> _Extract provided_
┏━━

Apple Look Around is a technology featured in Apple Maps that provides interactive panoramas from positions along a number of streets in various countries.
Look Around allows the user to view 360° street-level imagery, with smooth transitions as the scene is navigated. Look Around was introduced with iOS 13 at Apple Worldwide Developers Conference in June 2019. It was publicly released as part of iOS 13 on September 19, 2019.

Background

In early 2015, vehicles equipped with twelve cameras and lidar sensors were seen in a variety of locations in the United States. These vehicles were owned by Apple and were also seen in places like the United Kingdom, Ireland, France, and Sweden. In June 2015, Apple stated on its website that the vehicles were collecting data to improve Apple Maps. Also, Apple claimed to secure privacy by making faces and license plates unrecognizable. In 2018 Apple confirmed in an article that it was rebuilding Apple Maps, with the first results rolled out in California.

In 2017, Apple had started mapping Spain, Portugal, Croatia, and Slovenia. A year later, in 2018, Apple had started collecting imagery in Japan.

In May 2019, Apple announced plans to begin collecting data for Apple Maps in Canada. Overall in 2019, Apple had started collecting imagery in Andorra, Canada, San Marino, Germany and Australia.

During WWDC on June 22, 2020, Apple announced its new maps would be coming to Ireland, the United Kingdom, and Canada later in the year. Overall in 2020, Apple had started collecting imagery in Monaco, Belgium, the Netherlands, Finland, Norway, Israel, New Zealand and Singapore.

During WWDC 2021 on June 7, 2021, Apple announced that Spain and Portugal would receive the new maps that day, with both Australia and Italy getting them later in the year. On September 10, 2021, Apple published new map data in Andorra, Italy, San Marino, and Vatican City. Apple began testing its new maps in Australia on October 19, 2021, publishing the new data on December 9, 2021. Overall in 2021, Apple started collecting imagery in Hungary, Hong Kong, Luxembourg, Liechtenstein, Poland, the Czech Republic, Austria, Switzerland, and Taiwan.

On March 7, 2022, Apple started collecting imagery in Greece. On March 4, 2022, Apple began testing its new map in Germany and Singapore. On April 21, 2022, Munich and most of Singapore received Look Around alongside the new maps. On May 14, 2022, Apple started collecting imagery in Denmark. On May 29, 2022, Apple began testing its new map in France, Monaco, and New Zealand, with the maps launching on July 7, 2022. On June 3, 2022, Apple announced a first round of imagery collection in Mexico, which began in August 2022. During Apple's WWDC event in June 2022, it was announced that eleven new countries would receive the new maps by the end of the year, including Belgium, Israel, Liechtenstein, Luxembourg, Netherlands, Palestinian Territories, Saudi Arabia, and Switzerland. The Look Around feature was enabled in all of Germany on July 25, 2022.

Apple started testing its new map data in Israel, the Palestinian Territories, and Saudi Arabia on August 5, 2022. In September 2022, Apple announced the start of image collection in Thailand, which began in October 2022. On November 2, 2022, Apple started testing its new map data in Belgium, Liechtenstein, Luxembourg, the Netherlands, and Switzerland. The new data was released on December 15, 2022, alongside Israel, Palestinian Territories, and Saudi Arabia.

┗━━

> _What is required_
Continue the account of Apple Look Around's rollout, picking up after its final sentence.

[Labeled-object pointing entries]
┏━━

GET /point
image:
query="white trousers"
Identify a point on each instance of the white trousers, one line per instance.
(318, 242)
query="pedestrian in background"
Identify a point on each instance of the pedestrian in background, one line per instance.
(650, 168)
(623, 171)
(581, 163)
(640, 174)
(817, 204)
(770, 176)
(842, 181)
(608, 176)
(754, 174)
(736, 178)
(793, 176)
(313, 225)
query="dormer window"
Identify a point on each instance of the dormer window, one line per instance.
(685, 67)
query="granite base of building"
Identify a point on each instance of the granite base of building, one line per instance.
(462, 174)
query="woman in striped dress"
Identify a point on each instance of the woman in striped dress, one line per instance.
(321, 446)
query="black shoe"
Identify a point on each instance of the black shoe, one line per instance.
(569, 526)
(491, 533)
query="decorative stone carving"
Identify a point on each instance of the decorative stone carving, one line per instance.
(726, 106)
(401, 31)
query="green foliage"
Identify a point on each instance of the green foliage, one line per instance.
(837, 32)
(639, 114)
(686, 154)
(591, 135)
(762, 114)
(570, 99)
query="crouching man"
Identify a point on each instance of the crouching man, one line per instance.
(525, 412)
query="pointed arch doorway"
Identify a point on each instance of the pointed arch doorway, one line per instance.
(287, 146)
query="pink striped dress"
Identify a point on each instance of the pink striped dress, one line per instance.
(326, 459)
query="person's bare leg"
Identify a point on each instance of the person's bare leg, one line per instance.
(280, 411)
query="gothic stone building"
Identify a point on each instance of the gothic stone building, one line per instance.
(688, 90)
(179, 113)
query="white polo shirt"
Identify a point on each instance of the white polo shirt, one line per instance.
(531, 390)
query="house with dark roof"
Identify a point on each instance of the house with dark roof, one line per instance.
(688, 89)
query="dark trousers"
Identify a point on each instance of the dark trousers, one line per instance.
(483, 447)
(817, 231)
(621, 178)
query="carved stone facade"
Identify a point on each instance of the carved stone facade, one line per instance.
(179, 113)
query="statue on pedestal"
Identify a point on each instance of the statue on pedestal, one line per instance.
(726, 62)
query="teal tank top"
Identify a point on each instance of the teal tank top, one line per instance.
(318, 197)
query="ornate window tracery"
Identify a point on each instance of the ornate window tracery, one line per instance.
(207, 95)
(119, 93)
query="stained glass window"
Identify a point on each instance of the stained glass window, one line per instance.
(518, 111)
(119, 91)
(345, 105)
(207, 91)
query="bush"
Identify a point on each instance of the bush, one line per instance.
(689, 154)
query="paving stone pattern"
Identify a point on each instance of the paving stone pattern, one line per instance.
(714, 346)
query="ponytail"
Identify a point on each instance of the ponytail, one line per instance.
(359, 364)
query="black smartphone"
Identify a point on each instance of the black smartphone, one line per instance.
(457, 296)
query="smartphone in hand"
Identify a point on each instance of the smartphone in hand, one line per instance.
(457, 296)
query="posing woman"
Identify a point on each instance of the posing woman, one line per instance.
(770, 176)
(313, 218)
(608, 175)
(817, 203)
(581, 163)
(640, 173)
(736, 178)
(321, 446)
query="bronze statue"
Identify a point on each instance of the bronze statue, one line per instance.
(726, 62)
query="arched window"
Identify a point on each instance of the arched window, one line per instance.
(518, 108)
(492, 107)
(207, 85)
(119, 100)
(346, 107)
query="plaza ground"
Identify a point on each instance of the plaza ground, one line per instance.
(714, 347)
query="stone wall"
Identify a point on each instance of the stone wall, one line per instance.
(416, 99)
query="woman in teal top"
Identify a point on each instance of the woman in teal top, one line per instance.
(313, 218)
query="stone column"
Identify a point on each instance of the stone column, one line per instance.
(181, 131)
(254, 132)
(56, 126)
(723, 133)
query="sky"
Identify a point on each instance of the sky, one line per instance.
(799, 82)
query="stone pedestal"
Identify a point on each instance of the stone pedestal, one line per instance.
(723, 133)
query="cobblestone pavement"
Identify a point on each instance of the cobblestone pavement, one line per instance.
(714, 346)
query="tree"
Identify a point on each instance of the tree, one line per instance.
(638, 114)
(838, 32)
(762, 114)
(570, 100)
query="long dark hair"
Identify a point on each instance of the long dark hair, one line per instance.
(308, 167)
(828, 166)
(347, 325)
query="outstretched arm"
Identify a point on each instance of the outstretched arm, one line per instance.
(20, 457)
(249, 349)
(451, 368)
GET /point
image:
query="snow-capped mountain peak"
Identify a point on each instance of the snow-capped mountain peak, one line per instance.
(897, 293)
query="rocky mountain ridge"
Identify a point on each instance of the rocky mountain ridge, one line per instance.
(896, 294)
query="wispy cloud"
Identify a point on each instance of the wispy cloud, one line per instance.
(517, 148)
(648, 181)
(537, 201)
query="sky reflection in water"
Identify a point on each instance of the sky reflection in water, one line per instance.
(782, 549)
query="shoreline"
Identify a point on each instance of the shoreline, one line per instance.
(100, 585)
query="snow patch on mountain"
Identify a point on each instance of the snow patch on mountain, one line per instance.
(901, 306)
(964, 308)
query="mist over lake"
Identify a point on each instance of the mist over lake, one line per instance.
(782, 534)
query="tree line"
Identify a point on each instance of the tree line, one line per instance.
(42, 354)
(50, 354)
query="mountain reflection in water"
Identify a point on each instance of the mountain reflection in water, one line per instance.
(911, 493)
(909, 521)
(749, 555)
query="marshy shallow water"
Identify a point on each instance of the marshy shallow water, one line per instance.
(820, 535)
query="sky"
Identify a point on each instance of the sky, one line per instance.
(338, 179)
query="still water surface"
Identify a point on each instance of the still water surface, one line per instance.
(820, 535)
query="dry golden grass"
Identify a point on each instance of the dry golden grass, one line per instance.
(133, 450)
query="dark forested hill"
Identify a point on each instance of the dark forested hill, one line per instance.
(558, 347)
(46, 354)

┗━━

> _The output_
Overall in 2022, Apple began collecting imagery in Greece, Denmark, Mexico, and Thailand.

On January 23, 2023, Apple began testing its new map data in Austria, Finland, Norway, and Sweden. On March 2, 2023, the new maps were launched in Finland, Norway, and Sweden. On March 10, 2023, Apple began testing its new map data in Austria, Croatia, the Czech Republic, Hungary, Poland, and Slovenia.

As of March 2023, Look Around covers roughly 51 areas, including parts of the United Kingdom (which includes the overseas territory of Gibraltar), Ireland, Canada, Japan, Andorra, Spain (including the Balearic and Canary Islands), Portugal, Italy (including Sardinia and Sicily), San Marino, Australia, Germany, Singapore, France, New Zealand, the United States, Israel, Belgium, Liechtenstein, Luxembourg, the Netherlands, Switzerland, Norway, Sweden, and Finland.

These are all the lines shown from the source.